§ Brano da esaminare
'''
Il rischio nel rischio? Il fatto che entro fine anno la Bce tenga fede a quanto annunciato rispetto allo stop del reinvestimento titoli del Pepp, il programma di acquisto pandemico. Di fatto, ciò che sta mantenendo ancora sotto quota 150 il nostro differenziale. E, soprattutto, ancora in area 4% il rendimento del decennale benchmark, ciò che conta davvero sul mercato. Se le banche francesi scaricano e la Bce tramuta il detenuto a maturazione in negoziabile, dove finirà il nostro spread? Chi comprerà l’outstanding? A quale valore di negoziazione sulla parità?
Semplice, le nostre banche. Capito perché il Mef ha indetto un’asta alla settimana da inizio anno, praticamente inventandosi emissioni che nemmeno un genio del marketing avrebbe saputo partorire? Ma ora che il Signor Rossi è senza extra-risparmi da investire e facilmente ha ancora i polpastrelli scottati dai Btp indicizzati, l’unica alternativa è il ritorno in grande stile del doom loop. Il quale necessiterebbe di dirottare impieghi verso il sostegno del debito, invece che del credito a imprese e famiglie. In un contesto di tassi ancora alti e destinati a rimanere tali a lungo e con un livello di sofferenze e incagli che, da qui all’autunno, appaiono destinati a crescere, non fosse altro per la cloaca dei crediti congelati del Superbonus che rischia di esondare.
Ovviamente nessuno vi racconta questa storia. Molto più semplice per il Governo attaccare la Bce, mentre l’opposizione agita lo spread come uno spauracchio, pronta a prospettare un contagio nero francese anche per i nostri conti. La questione è antica, invece. E strutturale. E tutta in mano all’Europa e alla Bce. Ma con Olaf Scholz che, stante il pieno di voti dei rigoristi Cdu alle Europee, per sopravvivere ora dovrà lisciare il pelo ai falchi della Bundesbank e cercare capri espiatori e cortine fumogene in Europa e un Patto di stabilità che già ci condanna per un deficit che è ben oltre il doppio del 3% consentito, c’è poco da sperare in mediazioni. Tanto più che, fino a oggi, era stata proprio la Banque de France a operare di sponda con Bankitalia per cercare di arginare le tentazioni di austerity sui conti dei tedeschi.
Attenzione a non guardare troppo il dito degli Oat o della Bce, indicato in maniera bipartisan, ancorché con inclinazioni differenti. Perché la Luna siamo noi. E i Btp. E cominciano già oggi a circolare nubi e foschie poco confortanti.
'''
Dati di ancoraggio di oggetti in linguaggio naturale
'''
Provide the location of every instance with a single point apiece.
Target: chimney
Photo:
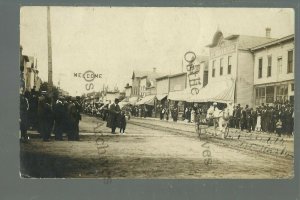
(268, 32)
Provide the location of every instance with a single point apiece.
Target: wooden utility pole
(50, 81)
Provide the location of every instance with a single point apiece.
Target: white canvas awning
(148, 100)
(161, 96)
(133, 100)
(181, 95)
(221, 91)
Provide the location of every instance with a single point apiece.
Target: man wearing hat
(114, 111)
(73, 119)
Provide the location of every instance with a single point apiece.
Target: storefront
(274, 92)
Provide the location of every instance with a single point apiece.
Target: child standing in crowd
(258, 120)
(279, 127)
(122, 122)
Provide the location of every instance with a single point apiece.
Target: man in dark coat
(24, 107)
(114, 112)
(73, 119)
(249, 118)
(238, 114)
(46, 119)
(59, 114)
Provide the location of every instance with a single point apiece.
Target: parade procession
(218, 108)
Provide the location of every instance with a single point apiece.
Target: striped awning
(181, 95)
(161, 96)
(221, 91)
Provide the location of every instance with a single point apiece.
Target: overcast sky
(113, 40)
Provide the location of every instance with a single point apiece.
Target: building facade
(141, 80)
(231, 68)
(274, 71)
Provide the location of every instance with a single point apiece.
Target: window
(229, 65)
(221, 66)
(260, 68)
(290, 62)
(213, 69)
(279, 65)
(260, 96)
(281, 93)
(270, 92)
(269, 66)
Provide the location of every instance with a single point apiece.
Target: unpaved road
(148, 151)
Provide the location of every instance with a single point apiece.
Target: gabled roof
(203, 59)
(245, 42)
(274, 42)
(248, 42)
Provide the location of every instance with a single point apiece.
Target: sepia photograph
(156, 92)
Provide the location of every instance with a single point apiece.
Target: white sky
(115, 40)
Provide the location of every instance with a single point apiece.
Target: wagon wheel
(198, 129)
(226, 132)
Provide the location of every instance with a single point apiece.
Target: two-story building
(274, 71)
(230, 69)
(141, 80)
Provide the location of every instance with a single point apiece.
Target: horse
(220, 120)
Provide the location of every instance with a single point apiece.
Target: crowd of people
(47, 115)
(109, 112)
(272, 118)
(277, 117)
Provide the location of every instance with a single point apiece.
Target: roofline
(179, 74)
(274, 42)
(162, 77)
(171, 76)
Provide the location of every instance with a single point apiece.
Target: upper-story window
(229, 65)
(213, 68)
(260, 68)
(290, 62)
(269, 66)
(279, 65)
(221, 66)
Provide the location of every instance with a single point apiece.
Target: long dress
(258, 122)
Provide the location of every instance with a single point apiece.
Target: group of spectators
(46, 115)
(277, 117)
(272, 118)
(109, 112)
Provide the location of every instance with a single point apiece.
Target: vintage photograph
(156, 92)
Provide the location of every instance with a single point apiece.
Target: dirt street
(150, 151)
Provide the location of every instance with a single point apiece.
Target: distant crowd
'''
§ Attività da svolgere
(1) Rispondi alle domande seguenti basandoti sul brano sullo spread.
(a) Sotto quale quota si mantiene ancora il nostro differenziale?
(b) Con quale frequenza il Mef ha indetto aste da inizio anno?
(c) Quale istituzione, fino a oggi, aveva operato di sponda con Bankitalia?
(2) Riscrivi in forma di elenco puntato il paragrafo del brano sullo spread che inizia con "Ovviamente nessuno vi racconta", conservandone i fatti principali.
(3) Restituisci senza alcuna modifica la parte del brano sullo spread che va da "Attenzione a non" giù fino a "foschie poco confortanti.".
Le righe di dati sono materiale a sé stante e non hanno legami con il brano.

§ Soluzioni degli esercizi
(1)
(a) Sotto quota 150.
(b) Un'asta alla settimana.
(c) La Banque de France.

(2)
- Il Governo attacca la Bce. L'opposizione agita lo spread come uno spauracchio e prospetta un contagio francese anche per i conti italiani.
- La questione è antica e strutturale, ed è tutta in mano all'Europa e alla Bce.
- Dopo il pieno di voti della Cdu alle Europee, Olaf Scholz dovrà assecondare i falchi della Bundesbank e cercare capri espiatori in Europa.
- Il Patto di stabilità già condanna l'Italia per un deficit ben oltre il doppio del 3% consentito. Resta quindi poco da sperare in mediazioni.
- Fino a oggi la Banque de France aveva collaborato con Bankitalia per arginare le tentazioni di austerity tedesche.

(3)
Attenzione a non guardare troppo il dito degli Oat o della Bce, indicato in maniera bipartisan, ancorché con inclinazioni differenti. Perché la Luna siamo noi. E i Btp. E cominciano già oggi a circolare nubi e foschie poco confortanti.